GOAL » Copy every line of the records below, requests included, and multiply each coordinate in the answer points by 1.35, rounding to whole numbers with halves rounded up.
___ DATASET RECORDS
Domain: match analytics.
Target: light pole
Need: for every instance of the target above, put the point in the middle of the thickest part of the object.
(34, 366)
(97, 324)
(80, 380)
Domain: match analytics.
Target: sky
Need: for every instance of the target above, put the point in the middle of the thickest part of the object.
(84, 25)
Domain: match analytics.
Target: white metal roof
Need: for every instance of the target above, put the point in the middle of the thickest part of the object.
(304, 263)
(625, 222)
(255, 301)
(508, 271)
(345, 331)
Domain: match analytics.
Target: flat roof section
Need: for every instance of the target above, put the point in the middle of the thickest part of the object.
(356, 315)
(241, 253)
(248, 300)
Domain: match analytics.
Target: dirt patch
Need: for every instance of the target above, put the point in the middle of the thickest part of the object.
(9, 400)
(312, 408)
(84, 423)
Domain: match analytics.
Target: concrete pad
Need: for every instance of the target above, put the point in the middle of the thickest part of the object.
______
COMPLETE RESPONSE »
Domain: match analytics.
Target: light pole
Need: for every instance of the target above, put the point in the middle of the thickest part of the object.
(46, 494)
(131, 437)
(108, 513)
Domain: match analytics.
Target: sky
Need: for every instance of the target above, put the point in the middle of the thickest part of the object.
(113, 34)
Domain: match analytics.
Target: white metal roof
Need: for every instance of the target above, put the point in the middle of the thickest part of the object.
(410, 355)
(844, 300)
(344, 406)
(686, 366)
(466, 447)
Domain: match analytics.
Target: flat roof section
Need: for every instance of the target above, put the point in the middle of the thickest part of the object.
(481, 425)
(325, 342)
(335, 405)
Domain: match analytics.
Target: dirt patch
Need: for every instance of the target above, put the point in the middle of the thickest part of the object.
(12, 540)
(421, 551)
(113, 571)
Domain: match analytics.
Target: concrete pad
Need: for every instance of the target above, put the point in the middle of the thickest part of the object.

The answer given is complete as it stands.